→ SUPPLIED TEXT:
_ _ _

That’s the key difference: While Hart had toiled in virtual anonymity before New Hampshire made him a star, superdelegates have been aware of Obama from the beginning of this race. And they may be savvier in 2008 about not lining up so quickly behind the establishment favorite. Superdelegates were a new creation in 1984.
“I assume (Hillary) and her husband are on the phone with them now, and they’re saying, ‘Remember when I had you to the White House,’ or ‘Remember when I campaigned for you,’” Hart said.
Obama’s pitch, Hart believes, is his ability to attract independents and Republicans to the ticket in the fall.
“It’s going to be a question of loyalty versus electability,” he said, “because it’s going to be clear to everyone by then that (Obama) is the strongest general election candidate.”
The electability argument, he stressed, is not just about whether either candidate is capable of winning the general election; it’s a matter of what effect their presence will have on other Democratic candidates who will be on the ballot with the ultimate nominee — more than a few of whom will be superdelegates at the convention.
“If some of them are elected officials who will be up in ‘08, they might be persuaded,” said Hart. “The idea is not just to win — it’s not to get dragged down.”

_ _ _

(Spatial localization data)
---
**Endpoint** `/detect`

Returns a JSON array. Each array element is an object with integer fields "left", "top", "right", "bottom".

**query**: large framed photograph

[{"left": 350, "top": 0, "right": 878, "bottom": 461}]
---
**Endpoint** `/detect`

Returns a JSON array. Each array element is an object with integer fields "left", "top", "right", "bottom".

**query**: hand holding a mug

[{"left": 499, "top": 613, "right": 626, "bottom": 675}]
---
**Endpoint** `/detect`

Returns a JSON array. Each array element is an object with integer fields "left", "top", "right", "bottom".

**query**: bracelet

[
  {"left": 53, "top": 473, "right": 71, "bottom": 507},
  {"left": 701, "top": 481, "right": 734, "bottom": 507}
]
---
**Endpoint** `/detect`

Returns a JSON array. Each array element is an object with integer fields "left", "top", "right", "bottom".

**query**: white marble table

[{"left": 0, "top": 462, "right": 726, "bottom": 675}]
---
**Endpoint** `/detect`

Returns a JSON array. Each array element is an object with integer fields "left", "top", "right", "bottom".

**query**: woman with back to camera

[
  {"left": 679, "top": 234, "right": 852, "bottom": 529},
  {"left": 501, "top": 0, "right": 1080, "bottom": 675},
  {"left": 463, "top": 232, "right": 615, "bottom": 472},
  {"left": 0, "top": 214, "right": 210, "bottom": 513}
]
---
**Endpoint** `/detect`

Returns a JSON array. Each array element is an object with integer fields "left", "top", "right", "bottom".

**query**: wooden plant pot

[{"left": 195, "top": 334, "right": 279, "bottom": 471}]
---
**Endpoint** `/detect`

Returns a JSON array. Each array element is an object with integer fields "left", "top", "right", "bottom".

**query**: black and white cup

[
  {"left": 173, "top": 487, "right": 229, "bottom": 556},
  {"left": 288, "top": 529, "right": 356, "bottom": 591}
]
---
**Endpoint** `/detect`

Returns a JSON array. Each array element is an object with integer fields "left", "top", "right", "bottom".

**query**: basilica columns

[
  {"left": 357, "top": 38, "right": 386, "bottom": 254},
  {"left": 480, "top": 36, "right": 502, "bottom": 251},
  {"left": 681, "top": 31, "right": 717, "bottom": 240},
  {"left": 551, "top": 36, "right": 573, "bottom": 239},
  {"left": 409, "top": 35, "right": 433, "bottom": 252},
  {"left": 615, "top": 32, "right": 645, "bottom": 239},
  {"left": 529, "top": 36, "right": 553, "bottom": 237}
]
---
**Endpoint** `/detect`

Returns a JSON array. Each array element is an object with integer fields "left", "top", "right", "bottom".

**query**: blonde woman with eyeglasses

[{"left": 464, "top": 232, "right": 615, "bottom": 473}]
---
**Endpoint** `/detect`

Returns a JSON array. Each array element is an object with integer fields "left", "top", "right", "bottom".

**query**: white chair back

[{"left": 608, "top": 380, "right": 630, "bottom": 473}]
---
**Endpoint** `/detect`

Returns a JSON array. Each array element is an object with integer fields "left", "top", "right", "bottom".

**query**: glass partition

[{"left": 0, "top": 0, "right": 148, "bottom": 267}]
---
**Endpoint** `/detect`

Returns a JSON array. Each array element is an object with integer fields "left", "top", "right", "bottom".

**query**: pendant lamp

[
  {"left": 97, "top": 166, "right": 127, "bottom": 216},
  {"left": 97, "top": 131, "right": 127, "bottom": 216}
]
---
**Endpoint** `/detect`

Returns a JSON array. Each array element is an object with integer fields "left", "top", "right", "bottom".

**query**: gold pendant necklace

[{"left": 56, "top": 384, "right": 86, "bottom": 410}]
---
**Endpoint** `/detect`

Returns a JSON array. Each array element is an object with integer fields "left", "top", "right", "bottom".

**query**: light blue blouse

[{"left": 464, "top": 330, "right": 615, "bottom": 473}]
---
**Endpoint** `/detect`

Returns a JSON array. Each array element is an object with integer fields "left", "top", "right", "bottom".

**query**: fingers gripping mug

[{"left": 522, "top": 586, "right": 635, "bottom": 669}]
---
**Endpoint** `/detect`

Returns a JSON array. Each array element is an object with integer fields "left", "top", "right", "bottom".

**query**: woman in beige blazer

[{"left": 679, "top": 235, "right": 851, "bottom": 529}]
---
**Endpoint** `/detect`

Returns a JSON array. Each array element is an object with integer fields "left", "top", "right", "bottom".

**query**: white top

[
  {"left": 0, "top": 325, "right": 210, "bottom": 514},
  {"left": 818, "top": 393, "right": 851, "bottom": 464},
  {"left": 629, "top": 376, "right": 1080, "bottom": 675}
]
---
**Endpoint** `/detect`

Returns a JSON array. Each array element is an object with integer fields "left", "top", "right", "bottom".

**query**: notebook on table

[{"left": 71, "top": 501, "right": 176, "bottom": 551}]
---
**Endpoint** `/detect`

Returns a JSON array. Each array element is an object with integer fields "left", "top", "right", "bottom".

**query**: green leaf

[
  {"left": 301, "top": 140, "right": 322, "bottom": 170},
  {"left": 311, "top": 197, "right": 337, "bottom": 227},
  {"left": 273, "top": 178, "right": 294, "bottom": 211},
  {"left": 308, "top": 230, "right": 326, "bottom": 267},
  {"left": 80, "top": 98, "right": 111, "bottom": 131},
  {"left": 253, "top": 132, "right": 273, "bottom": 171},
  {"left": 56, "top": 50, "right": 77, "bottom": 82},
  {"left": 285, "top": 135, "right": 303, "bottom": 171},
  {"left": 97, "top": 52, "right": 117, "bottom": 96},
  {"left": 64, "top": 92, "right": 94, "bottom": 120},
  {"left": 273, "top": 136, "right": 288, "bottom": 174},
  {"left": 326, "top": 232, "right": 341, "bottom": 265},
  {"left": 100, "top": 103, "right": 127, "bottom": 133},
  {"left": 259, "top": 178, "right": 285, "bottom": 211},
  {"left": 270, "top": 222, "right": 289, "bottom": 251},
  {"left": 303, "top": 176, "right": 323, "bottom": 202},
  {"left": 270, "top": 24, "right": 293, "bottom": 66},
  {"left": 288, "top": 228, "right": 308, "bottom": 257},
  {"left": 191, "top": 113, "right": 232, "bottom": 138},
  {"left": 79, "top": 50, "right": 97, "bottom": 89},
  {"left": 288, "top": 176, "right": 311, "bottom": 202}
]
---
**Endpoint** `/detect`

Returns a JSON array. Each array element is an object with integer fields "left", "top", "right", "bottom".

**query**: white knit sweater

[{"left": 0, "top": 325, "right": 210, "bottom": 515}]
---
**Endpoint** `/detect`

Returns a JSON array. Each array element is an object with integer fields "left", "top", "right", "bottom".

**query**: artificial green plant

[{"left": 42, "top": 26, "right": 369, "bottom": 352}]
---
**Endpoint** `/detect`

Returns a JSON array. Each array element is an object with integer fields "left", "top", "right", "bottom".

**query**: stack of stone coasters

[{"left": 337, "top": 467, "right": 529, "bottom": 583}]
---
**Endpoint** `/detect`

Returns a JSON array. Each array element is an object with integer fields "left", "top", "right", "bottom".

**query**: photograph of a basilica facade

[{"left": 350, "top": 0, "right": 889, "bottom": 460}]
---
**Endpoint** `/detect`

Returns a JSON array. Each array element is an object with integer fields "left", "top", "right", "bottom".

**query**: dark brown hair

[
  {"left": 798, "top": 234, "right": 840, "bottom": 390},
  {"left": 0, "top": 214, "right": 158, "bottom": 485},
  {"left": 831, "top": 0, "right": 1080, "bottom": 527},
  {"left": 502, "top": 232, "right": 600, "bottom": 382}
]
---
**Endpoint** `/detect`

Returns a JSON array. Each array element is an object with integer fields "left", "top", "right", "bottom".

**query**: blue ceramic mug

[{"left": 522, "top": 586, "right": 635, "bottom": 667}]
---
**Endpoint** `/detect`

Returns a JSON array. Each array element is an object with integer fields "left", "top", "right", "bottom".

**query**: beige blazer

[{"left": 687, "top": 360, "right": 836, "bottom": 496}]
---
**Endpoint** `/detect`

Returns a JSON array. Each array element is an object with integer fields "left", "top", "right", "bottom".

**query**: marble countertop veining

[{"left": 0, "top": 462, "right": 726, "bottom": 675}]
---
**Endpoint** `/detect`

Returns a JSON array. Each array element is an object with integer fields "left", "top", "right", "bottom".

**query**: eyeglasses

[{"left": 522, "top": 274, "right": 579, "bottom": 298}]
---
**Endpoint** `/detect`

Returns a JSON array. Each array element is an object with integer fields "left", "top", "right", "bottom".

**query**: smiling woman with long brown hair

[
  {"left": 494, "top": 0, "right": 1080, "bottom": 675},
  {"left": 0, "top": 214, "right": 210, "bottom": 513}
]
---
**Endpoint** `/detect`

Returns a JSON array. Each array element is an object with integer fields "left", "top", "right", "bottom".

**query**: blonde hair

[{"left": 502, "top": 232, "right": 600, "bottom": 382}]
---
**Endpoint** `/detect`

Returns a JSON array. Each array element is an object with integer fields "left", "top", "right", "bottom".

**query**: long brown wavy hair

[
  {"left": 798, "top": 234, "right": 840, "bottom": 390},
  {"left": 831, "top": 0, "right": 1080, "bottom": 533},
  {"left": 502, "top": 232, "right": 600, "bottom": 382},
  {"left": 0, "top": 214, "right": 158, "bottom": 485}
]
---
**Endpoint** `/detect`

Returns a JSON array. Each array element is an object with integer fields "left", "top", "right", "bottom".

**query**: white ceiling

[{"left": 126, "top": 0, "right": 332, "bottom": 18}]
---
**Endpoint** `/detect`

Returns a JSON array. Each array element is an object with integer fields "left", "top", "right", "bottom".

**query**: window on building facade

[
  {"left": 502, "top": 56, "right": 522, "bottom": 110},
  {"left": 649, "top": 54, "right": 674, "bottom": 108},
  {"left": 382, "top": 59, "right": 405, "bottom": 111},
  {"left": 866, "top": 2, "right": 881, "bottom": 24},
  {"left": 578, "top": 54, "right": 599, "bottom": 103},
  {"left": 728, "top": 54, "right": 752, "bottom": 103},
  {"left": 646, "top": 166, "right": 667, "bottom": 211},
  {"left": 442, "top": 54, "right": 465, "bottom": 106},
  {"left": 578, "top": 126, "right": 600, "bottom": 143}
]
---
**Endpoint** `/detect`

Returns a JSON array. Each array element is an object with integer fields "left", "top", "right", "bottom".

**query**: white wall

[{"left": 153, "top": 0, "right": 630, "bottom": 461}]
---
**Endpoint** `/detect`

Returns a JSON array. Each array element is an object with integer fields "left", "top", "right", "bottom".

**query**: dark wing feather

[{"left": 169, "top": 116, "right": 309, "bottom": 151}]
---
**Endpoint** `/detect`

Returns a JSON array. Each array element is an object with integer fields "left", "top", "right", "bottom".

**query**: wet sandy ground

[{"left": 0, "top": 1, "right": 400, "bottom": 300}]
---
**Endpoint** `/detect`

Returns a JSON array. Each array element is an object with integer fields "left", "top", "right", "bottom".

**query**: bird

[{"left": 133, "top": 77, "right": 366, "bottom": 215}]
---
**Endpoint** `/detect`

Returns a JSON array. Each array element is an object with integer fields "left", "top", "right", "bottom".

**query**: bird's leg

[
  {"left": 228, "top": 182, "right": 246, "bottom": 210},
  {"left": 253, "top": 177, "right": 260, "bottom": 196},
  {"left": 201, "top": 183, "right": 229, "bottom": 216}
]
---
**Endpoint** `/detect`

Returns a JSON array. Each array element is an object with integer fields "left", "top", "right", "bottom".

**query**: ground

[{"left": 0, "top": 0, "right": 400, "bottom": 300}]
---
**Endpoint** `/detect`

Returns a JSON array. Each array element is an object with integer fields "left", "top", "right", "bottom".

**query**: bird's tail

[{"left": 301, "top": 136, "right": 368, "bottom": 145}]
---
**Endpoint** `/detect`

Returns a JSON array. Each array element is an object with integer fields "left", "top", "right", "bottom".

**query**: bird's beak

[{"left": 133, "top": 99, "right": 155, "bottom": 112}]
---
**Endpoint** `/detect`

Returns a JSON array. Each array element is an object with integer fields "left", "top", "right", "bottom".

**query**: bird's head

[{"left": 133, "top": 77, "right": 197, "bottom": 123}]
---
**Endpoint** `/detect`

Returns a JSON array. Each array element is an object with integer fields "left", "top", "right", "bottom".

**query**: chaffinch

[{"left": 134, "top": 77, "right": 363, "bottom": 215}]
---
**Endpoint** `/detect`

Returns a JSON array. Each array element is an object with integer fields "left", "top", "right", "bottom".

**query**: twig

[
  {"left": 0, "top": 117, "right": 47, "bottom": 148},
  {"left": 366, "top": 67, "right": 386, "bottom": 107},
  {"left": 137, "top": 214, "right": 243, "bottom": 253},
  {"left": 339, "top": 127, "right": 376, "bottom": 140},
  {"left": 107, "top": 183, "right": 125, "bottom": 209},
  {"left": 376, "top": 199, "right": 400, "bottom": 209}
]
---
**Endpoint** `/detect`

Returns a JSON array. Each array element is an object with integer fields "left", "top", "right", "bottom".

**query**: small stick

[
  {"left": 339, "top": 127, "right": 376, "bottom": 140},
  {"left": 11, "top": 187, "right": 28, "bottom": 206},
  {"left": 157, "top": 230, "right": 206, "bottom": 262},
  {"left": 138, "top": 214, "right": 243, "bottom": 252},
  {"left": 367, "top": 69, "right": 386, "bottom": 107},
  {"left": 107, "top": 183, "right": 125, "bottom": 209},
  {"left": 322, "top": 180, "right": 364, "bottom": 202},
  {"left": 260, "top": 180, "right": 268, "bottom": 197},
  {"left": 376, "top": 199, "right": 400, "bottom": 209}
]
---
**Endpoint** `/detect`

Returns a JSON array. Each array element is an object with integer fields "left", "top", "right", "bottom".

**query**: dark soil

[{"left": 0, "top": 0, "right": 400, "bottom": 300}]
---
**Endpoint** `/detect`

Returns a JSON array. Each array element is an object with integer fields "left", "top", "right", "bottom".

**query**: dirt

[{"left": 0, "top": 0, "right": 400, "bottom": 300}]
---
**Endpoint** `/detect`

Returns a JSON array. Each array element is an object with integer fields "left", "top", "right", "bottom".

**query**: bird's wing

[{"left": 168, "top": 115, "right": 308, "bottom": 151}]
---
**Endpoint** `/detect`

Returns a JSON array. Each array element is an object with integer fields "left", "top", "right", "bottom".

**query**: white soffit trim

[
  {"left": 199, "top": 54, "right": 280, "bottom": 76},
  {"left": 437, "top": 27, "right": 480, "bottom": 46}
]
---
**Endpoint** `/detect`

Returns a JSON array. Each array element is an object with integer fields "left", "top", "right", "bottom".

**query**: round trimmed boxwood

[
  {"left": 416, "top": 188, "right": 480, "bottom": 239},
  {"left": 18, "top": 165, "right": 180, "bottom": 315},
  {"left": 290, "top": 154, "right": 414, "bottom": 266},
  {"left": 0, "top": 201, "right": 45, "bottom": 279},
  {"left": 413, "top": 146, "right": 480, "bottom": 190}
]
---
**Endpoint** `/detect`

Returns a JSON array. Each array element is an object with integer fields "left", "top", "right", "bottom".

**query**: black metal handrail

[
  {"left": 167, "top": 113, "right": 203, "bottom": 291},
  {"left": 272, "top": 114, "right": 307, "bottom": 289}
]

_ _ _

→ GOAL OF THE EXERCISE: Update the text on Hart and the superdelegates, starting at "The electability argument, he" and ending at "at the convention.", so that "slate" stands in place of "ballot".

→ TASK SOLUTION:
The electability argument, he stressed, is not just about whether either candidate is capable of winning the general election; it’s a matter of what effect their presence will have on other Democratic candidates who will be on the slate with the ultimate nominee — more than a few of whom will be superdelegates at the convention.